(What is being asked):
From the records below, copy each line in which the string "mountain" occurs.

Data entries

__________

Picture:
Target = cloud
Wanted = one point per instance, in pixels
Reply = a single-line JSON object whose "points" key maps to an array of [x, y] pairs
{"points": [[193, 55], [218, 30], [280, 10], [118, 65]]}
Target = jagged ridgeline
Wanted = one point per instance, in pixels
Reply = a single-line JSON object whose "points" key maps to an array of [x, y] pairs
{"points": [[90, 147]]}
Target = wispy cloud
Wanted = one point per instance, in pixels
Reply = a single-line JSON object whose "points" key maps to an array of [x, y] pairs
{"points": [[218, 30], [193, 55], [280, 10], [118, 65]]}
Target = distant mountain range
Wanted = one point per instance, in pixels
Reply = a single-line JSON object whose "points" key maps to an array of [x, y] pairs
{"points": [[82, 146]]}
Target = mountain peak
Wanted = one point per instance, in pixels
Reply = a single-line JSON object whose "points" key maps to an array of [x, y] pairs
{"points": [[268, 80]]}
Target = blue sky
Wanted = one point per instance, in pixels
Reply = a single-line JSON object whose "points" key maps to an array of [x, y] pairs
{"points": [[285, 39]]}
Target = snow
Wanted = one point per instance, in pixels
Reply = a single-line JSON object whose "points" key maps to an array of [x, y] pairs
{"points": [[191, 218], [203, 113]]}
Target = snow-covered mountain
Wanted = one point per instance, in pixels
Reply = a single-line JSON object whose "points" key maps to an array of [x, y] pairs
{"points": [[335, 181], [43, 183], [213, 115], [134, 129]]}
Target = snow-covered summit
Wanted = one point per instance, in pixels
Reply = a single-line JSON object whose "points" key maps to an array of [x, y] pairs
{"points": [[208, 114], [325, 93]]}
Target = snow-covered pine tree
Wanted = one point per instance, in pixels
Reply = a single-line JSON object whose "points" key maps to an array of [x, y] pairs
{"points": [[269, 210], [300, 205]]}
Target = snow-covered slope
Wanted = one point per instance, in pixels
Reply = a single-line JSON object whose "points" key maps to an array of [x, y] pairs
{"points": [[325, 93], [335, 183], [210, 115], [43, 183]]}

__________

(Task solution):
Target = distant mountain range
Target = mountain peak
Target = snow-covered mountain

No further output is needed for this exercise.